Pull each line with the string "white" from the entries.

»»

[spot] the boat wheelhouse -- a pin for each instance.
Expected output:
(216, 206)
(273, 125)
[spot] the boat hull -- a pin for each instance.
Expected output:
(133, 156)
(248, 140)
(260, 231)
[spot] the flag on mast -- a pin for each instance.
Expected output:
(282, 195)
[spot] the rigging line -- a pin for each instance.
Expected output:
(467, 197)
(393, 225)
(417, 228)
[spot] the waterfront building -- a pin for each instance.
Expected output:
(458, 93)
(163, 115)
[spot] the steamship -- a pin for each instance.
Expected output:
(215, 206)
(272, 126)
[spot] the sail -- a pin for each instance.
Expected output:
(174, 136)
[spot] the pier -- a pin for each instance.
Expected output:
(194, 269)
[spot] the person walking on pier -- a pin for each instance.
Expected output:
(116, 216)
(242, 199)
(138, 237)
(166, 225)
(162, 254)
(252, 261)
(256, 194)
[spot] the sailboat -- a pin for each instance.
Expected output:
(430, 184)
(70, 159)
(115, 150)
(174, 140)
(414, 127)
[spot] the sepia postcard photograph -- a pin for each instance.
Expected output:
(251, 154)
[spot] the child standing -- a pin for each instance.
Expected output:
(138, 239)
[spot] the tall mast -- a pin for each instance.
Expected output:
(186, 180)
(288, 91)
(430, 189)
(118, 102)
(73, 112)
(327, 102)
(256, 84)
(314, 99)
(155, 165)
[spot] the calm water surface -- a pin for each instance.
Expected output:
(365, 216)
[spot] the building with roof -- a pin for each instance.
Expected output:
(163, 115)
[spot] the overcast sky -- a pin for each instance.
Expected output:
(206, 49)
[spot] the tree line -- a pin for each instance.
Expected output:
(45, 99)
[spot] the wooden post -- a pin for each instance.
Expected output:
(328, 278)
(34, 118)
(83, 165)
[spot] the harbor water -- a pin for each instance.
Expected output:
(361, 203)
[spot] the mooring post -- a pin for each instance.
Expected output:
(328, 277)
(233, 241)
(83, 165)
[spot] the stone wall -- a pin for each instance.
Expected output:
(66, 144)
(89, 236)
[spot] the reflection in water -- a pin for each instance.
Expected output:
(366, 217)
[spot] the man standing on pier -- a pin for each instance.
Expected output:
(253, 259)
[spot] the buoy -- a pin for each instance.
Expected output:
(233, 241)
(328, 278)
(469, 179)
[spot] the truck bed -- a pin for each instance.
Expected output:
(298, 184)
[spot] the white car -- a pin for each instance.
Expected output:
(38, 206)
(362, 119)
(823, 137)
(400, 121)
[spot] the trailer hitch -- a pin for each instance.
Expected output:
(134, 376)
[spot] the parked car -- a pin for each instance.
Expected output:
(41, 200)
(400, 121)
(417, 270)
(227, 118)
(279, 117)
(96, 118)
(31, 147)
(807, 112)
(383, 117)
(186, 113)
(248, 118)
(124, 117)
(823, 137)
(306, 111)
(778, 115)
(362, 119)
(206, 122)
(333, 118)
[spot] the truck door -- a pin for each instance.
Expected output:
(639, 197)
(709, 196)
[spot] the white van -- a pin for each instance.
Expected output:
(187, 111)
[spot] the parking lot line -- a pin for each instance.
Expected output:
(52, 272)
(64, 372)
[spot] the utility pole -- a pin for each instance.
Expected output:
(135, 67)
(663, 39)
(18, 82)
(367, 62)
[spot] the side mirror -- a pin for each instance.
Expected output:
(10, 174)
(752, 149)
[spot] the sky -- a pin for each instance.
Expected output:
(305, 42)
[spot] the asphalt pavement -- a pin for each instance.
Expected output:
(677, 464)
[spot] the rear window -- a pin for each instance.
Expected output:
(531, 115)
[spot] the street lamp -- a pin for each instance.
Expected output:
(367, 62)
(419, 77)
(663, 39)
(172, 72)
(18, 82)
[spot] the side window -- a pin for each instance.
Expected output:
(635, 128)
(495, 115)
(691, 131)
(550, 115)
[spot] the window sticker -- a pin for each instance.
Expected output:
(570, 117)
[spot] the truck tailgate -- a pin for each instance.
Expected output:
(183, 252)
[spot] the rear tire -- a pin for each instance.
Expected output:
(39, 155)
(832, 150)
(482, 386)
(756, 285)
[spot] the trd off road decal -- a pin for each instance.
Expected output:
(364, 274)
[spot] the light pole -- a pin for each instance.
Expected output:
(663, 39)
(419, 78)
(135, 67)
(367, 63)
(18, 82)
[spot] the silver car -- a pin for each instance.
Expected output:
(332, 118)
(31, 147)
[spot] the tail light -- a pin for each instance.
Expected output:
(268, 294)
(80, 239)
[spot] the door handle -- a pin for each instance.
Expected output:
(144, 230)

««

__Result of this task__:
[spot] the white car -- a pin for each instance.
[spot] the white van -- a pin for each instance.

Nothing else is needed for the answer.